- _TEXT PROVIDED_:
Meanwhile, the FTC is still doubling down on its determination to pursue aggressive legal theories. Maury Shenk explains the agency’s investigation of OpenAI, which raises issues not usually associated with consumer protection. Mark and Maury argue that this is just a variation of the tactic that made the FTC the de facto privacy regulator in the U.S. I ask why policing ChatGPT’s hallucinatory libel problem constitutes consumer protection, and they answer, plausibly, that libel is a kind of deception, which the FTC does have authority to police.
Mark then helps us drill down on the Associated Press deal licensing its archives to OpenAI, a deal that may turn out to be good for both companies.

- _DATASET EXTRACT_:
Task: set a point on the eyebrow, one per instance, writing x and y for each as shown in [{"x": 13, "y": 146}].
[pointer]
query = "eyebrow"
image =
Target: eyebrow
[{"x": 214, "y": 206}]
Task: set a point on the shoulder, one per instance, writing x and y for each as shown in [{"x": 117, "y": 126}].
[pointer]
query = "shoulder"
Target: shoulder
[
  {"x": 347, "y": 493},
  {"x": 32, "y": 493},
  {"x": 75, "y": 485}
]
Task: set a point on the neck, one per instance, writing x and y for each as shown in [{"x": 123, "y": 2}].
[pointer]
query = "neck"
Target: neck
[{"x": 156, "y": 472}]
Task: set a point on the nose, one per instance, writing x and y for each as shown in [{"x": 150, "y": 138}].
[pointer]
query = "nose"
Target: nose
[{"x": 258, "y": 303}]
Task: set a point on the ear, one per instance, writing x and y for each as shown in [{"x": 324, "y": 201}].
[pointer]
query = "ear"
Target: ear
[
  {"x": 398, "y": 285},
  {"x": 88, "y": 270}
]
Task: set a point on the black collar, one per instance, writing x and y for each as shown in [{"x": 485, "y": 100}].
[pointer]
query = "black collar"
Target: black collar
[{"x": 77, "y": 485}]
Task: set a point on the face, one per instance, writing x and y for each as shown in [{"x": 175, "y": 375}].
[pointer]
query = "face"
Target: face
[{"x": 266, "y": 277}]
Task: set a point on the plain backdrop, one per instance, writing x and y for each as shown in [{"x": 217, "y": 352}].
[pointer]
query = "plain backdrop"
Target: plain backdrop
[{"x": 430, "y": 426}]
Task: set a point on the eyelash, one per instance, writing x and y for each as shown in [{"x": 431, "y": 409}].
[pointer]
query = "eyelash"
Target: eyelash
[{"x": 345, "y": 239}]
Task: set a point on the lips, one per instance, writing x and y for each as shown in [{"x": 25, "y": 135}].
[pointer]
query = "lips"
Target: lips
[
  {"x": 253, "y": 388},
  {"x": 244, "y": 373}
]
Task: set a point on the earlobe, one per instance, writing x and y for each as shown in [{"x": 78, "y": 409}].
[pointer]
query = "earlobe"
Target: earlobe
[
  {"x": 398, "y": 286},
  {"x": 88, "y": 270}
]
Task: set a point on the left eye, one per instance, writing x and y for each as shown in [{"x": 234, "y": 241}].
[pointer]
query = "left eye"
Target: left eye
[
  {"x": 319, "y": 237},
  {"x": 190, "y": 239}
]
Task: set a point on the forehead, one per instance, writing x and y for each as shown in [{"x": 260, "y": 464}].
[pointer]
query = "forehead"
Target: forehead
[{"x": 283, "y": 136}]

- _EXERCISE DIRECTIONS_:
Answer these questions using the text about the FTC and OpenAI:
(a) Who explains the FTC's investigation of OpenAI?
(b) What kind of wrong is libel said to be?
(c) What did the Associated Press license to OpenAI?

- _TASK SOLUTION_:
(a) Maury Shenk
(b) A kind of deception
(c) Its archives